==== Extracted text ====
There are products and projects that begin to address this disparity between what the casual user wants and expects and how the library catalog has evolved (or not) for the web. BiblioCommons’ business model is to provide this social context layer over the collection by facilitating and aggregating circulation data, reviews, lists, and other means to allow library users to directly influence the relationships between works. SOPAC could be considered an open source alternative to BiblioCommons; it is a suite of components featuring a public interface built atop the popular FLOSS content management system Drupal. One of the pieces, Insurge, is intended to provide a means to share this social data between the various implementations: reviews, ratings, and recommendations. The design of Insurge theoretically allows it to work independently of SOPAC, the Drupal module, although, in practice, this has yet to happen. Both of these are complete OPAC replacements, relegating the integrated library management system to its rightful place as an inventory control system.
At the other end of the spectrum is LibraryThing for Libraries, which takes the incredibly pragmatic approach of integrating into the existing vendor-supplied OPAC interface. Like the other two, it leverages the much broader LibraryThing community to help enhance the local collection. Of the three currently available options, it, by far, provides the richest and most comprehensive social enrichment because the community already exists. The others have to build this community and the content from scratch. One has to wonder, really, how Syndetics has sold a single subscription since LTfL was released: LibraryThing gives everything a Syndetics subscription could, plus gives the user relevant alternatives from their own library’s collection.
That being said, LTfL also shares the same limitation as Syndetics (or any other “shoehorned in the OPAC” enrichment package): the OPAC is still there. This content, these tags, the ratings: none of these are available to the searcher until she has already found something. Queries do not include this community supplied content, there is no spellcheck, results cannot be sorted by rating. If public libraries are to stay relevant, these interfaces have to be dropped. The future of the ILMS itself is a different matter entirely, though its usefulness as an inventory control system is out of scope here. This is just about the OPAC.
====
Given exercise a >>
Lay out the part of the records that opens with the line containing "Trace the outline of every instance of the shaggy" and runs through the final line of the records as a Markdown table. Use the columns Row, holding a running number, and Line, holding the line itself, and leave out any blank lines.
==== Records for this task ====
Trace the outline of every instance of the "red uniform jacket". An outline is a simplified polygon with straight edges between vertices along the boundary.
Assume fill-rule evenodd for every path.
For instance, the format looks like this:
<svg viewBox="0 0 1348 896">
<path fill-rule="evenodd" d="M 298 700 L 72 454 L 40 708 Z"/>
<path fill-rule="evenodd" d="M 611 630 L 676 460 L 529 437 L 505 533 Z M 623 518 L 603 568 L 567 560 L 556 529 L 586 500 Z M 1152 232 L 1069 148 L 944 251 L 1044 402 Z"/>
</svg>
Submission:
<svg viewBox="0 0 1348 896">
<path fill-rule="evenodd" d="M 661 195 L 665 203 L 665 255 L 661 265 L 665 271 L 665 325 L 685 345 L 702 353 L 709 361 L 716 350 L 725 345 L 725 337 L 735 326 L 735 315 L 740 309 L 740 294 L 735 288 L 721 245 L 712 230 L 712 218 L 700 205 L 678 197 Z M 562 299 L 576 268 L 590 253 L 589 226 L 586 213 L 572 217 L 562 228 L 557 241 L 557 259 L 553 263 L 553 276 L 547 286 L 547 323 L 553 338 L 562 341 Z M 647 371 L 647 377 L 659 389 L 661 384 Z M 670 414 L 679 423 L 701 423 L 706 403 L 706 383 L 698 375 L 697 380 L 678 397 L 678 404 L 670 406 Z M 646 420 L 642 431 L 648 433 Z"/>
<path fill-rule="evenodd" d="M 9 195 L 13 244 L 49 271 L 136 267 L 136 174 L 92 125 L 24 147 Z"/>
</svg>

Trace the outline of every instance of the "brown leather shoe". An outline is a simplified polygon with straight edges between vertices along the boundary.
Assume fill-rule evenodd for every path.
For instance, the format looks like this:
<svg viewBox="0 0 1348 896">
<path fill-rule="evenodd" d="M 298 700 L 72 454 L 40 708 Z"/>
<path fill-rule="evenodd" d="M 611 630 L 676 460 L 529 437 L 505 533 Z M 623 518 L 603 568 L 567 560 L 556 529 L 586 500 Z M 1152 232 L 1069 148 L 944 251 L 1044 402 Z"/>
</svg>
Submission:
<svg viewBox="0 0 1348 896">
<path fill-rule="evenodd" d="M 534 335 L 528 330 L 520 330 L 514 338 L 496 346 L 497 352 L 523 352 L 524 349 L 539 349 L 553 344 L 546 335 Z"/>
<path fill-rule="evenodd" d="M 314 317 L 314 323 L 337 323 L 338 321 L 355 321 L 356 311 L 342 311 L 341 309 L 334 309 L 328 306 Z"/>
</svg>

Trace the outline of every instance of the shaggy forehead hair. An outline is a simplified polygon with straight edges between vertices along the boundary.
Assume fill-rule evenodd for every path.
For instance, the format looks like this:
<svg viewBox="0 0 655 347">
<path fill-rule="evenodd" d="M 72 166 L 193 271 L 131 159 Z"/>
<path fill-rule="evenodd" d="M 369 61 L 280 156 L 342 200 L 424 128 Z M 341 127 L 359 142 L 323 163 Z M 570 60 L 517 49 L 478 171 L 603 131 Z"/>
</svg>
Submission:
====
Given exercise b >>
Copy, word for word, the part of the text on library catalogs that opens with the words "That being said, LTfL" and closes with "about the OPAC.".

Finished answer a >>
| Row | Line |
|---|---|
| 1 | Trace the outline of every instance of the shaggy forehead hair. An outline is a simplified polygon with straight edges between vertices along the boundary. |
| 2 | Assume fill-rule evenodd for every path. |
| 3 | For instance, the format looks like this: |
| 4 | <svg viewBox="0 0 655 347"> |
| 5 | <path fill-rule="evenodd" d="M 72 166 L 193 271 L 131 159 Z"/> |
| 6 | <path fill-rule="evenodd" d="M 369 61 L 280 156 L 342 200 L 424 128 Z M 341 127 L 359 142 L 323 163 Z M 570 60 L 517 49 L 478 171 L 603 131 Z"/> |
| 7 | </svg> |
| 8 | Submission: |

Finished answer b >>
That being said, LTfL also shares the same limitation as Syndetics (or any other “shoehorned in the OPAC” enrichment package): the OPAC is still there. This content, these tags, the ratings: none of these are available to the searcher until she has already found something. Queries do not include this community supplied content, there is no spellcheck, results cannot be sorted by rating. If public libraries are to stay relevant, these interfaces have to be dropped. The future of the ILMS itself is a different matter entirely, though its usefulness as an inventory control system is out of scope here. This is just about the OPAC.